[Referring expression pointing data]
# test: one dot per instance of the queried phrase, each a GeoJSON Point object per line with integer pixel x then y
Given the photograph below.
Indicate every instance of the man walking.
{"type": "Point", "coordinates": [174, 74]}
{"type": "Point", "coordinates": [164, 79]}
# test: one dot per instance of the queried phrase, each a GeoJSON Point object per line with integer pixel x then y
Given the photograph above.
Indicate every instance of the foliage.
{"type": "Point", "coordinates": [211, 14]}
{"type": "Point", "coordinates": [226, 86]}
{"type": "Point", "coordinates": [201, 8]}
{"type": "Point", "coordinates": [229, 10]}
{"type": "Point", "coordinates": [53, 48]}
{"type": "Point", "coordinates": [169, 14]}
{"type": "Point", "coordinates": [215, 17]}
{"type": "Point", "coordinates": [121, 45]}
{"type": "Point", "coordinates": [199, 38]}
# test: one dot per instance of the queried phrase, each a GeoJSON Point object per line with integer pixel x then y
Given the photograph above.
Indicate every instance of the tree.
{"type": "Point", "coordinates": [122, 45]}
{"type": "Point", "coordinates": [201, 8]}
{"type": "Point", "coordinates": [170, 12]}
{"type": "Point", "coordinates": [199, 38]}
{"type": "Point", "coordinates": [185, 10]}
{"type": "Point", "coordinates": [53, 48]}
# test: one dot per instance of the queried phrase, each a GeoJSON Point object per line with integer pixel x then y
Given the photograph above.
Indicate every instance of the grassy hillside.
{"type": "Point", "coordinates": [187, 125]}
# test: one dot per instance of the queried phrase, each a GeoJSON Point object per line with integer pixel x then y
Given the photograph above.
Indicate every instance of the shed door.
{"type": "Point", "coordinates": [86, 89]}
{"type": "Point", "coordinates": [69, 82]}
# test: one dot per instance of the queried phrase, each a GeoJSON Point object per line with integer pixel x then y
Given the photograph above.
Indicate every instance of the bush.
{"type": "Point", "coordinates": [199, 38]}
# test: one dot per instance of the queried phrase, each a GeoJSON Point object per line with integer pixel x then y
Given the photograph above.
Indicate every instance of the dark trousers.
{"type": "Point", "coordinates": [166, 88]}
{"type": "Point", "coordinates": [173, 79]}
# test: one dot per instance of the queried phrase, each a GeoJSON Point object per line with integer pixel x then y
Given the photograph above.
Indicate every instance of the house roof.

## Work to be completed
Return the data above in full, keeping each line exactly as it stands.

## Reply to the exercise
# test: one dot per instance of the queried phrase, each a GeoJSON Point object per line with integer pixel x then y
Given the photograph below.
Indicate every instance of the man walking.
{"type": "Point", "coordinates": [174, 74]}
{"type": "Point", "coordinates": [164, 79]}
# test: one dot per instance of the queried phrase, each a GeoJSON Point object per line with integer pixel x then y
Given the photograph above.
Indicate every instance of the foliage.
{"type": "Point", "coordinates": [211, 14]}
{"type": "Point", "coordinates": [226, 86]}
{"type": "Point", "coordinates": [201, 8]}
{"type": "Point", "coordinates": [229, 10]}
{"type": "Point", "coordinates": [53, 48]}
{"type": "Point", "coordinates": [169, 14]}
{"type": "Point", "coordinates": [215, 17]}
{"type": "Point", "coordinates": [121, 45]}
{"type": "Point", "coordinates": [199, 38]}
# test: one dot per instance of the queried phrase, each a GeoJSON Point object per line with integer pixel x then y
Given the photograph above.
Indicate every instance of the tree.
{"type": "Point", "coordinates": [122, 45]}
{"type": "Point", "coordinates": [201, 8]}
{"type": "Point", "coordinates": [170, 12]}
{"type": "Point", "coordinates": [199, 38]}
{"type": "Point", "coordinates": [185, 10]}
{"type": "Point", "coordinates": [53, 48]}
# test: one dot per instance of the queried phrase, each a GeoJSON Point object per line with integer pixel x then y
Given the photograph above.
Indicate every instance of the grassy hillside.
{"type": "Point", "coordinates": [187, 125]}
# test: one dot per instance of the queried phrase, each a GeoJSON Point object per line with integer pixel x then y
Given the photograph above.
Indicate every instance of the shed door.
{"type": "Point", "coordinates": [86, 89]}
{"type": "Point", "coordinates": [69, 82]}
# test: one dot per instance of the queried phrase, each a GeoJSON Point object per line with integer pixel x then y
Given the photograph above.
Indicate every instance of the bush.
{"type": "Point", "coordinates": [199, 38]}
# test: one dot per instance of the queried phrase, each a GeoJSON Point object per line with integer pixel x then y
Given the photograph above.
Indicate every instance of the dark trousers.
{"type": "Point", "coordinates": [166, 88]}
{"type": "Point", "coordinates": [173, 79]}
# test: one dot per instance of the queried phrase, each a GeoJSON Point object per line with integer pixel x then y
Given the photograph above.
Indicate every instance of the house roof.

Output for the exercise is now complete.